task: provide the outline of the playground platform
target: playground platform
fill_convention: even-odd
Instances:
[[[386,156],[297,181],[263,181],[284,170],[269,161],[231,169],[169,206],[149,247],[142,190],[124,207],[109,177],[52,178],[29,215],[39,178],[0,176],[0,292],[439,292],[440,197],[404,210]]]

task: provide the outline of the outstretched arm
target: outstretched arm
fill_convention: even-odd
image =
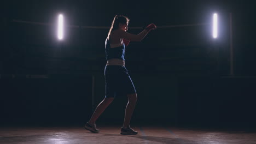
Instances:
[[[131,41],[140,41],[145,38],[150,31],[156,28],[156,26],[154,24],[152,23],[148,25],[145,29],[138,34],[131,34],[121,29],[119,30],[119,32],[121,38],[130,40]]]

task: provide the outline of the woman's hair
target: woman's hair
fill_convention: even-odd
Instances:
[[[123,15],[115,15],[113,20],[112,24],[111,25],[111,27],[109,29],[109,32],[108,34],[108,39],[109,38],[109,35],[111,33],[111,32],[113,30],[118,29],[119,27],[119,23],[121,24],[126,24],[127,22],[129,22],[129,19],[125,16]]]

•••

Reproduce the records starting at the line that contains "task: provide the outline of the woman's hair" and ending with the last line of the records, substituting "nonzero" for "even-odd" and leaving everything else unchanged.

Solution to this problem:
task: provide the outline of the woman's hair
target: woman's hair
fill_convention: nonzero
Instances:
[[[123,15],[115,15],[113,20],[112,24],[111,25],[111,27],[109,29],[109,32],[108,34],[108,39],[109,38],[109,35],[111,33],[111,32],[113,30],[118,29],[119,27],[119,23],[121,24],[126,24],[127,22],[129,22],[129,19],[125,16]]]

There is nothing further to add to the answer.